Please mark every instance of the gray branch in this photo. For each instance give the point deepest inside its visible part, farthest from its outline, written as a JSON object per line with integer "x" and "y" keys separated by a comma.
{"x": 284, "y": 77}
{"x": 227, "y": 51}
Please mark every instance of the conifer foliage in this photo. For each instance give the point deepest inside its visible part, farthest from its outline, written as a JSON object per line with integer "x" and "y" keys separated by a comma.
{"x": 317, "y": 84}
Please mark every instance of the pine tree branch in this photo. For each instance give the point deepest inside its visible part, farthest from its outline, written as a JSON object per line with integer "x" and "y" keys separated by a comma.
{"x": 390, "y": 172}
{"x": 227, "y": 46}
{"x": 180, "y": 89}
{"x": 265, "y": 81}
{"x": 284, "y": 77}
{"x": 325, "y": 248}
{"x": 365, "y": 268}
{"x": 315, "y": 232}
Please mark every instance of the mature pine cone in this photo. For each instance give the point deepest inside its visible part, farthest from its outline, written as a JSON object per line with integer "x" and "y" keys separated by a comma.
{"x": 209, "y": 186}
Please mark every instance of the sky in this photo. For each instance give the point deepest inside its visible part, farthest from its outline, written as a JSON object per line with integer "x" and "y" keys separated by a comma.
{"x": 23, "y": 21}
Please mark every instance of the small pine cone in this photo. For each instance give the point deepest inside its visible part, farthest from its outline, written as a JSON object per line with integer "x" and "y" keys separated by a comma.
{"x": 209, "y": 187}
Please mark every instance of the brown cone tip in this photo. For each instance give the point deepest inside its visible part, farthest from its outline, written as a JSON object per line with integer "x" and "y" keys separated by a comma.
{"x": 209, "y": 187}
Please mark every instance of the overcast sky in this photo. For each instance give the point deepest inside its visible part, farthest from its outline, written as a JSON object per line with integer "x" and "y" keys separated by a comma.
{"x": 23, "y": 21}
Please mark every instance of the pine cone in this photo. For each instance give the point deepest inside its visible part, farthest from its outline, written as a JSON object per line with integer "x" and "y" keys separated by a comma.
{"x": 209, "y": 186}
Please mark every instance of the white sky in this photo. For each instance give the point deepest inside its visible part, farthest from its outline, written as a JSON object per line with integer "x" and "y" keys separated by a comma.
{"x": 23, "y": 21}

▶ _Problem_:
Repeat the records above exactly, leaving none out.

▶ _Response to this exercise_:
Please mark every instance of the gray branch in this photo. For each instance give the point deepest inside its visible part, farthest from its outline, written as a JSON object per line with integer "x" and "y" keys separated by a comma.
{"x": 284, "y": 77}
{"x": 227, "y": 51}
Please mark every instance of the conifer foliage in this photo. For each instance give the point deepest inside its visible part, farthest from its outline, written as a JSON object per line with integer "x" and "y" keys separated by a comma.
{"x": 317, "y": 84}
Please mark every instance of the pine tree branch in this photo. For each instance give the point deepest inside its visible part, farthest from its outline, written as a JSON object per line with integer "x" and "y" keys separated by a comma.
{"x": 390, "y": 172}
{"x": 227, "y": 46}
{"x": 180, "y": 89}
{"x": 265, "y": 81}
{"x": 284, "y": 77}
{"x": 325, "y": 248}
{"x": 365, "y": 268}
{"x": 315, "y": 232}
Please mark every instance of the mature pine cone in this photo. For each instance give the point deepest inside its visible part, farthest from its outline, written as a JSON object per line with integer "x" and "y" keys separated by a comma.
{"x": 209, "y": 186}
Please mark every instance of the sky in this photo. For each instance give the point deepest inside its visible part, farthest from its outline, written as a JSON object per line with integer "x" and "y" keys separated by a comma.
{"x": 23, "y": 21}
Please mark every instance of the small pine cone in this photo. For each instance give the point deepest inside its visible part, farthest from its outline, written as a JSON object per line with integer "x" and "y" keys separated by a comma.
{"x": 209, "y": 187}
Please mark every instance of the brown cone tip in this photo. For each instance give the point deepest inside its visible part, farthest from its outline, written as a JSON object per line with integer "x" and "y" keys separated by a comma.
{"x": 209, "y": 187}
Please mark every instance of the overcast sky in this photo. For each instance give the point deepest inside its visible part, farthest from its outline, written as a JSON object per line with integer "x" and "y" keys separated by a comma.
{"x": 23, "y": 21}
Please mark every instance of the pine cone in this photo. For each instance give the point deepest inside its visible part, farthest from its outline, written as a JSON object per line with integer "x" and "y" keys separated by a comma.
{"x": 209, "y": 186}
Please mark every instance of the white sky in this photo. For each instance give the point deepest inside its visible part, farthest from its outline, written as a JSON object per line with integer "x" and "y" keys separated by a comma.
{"x": 23, "y": 21}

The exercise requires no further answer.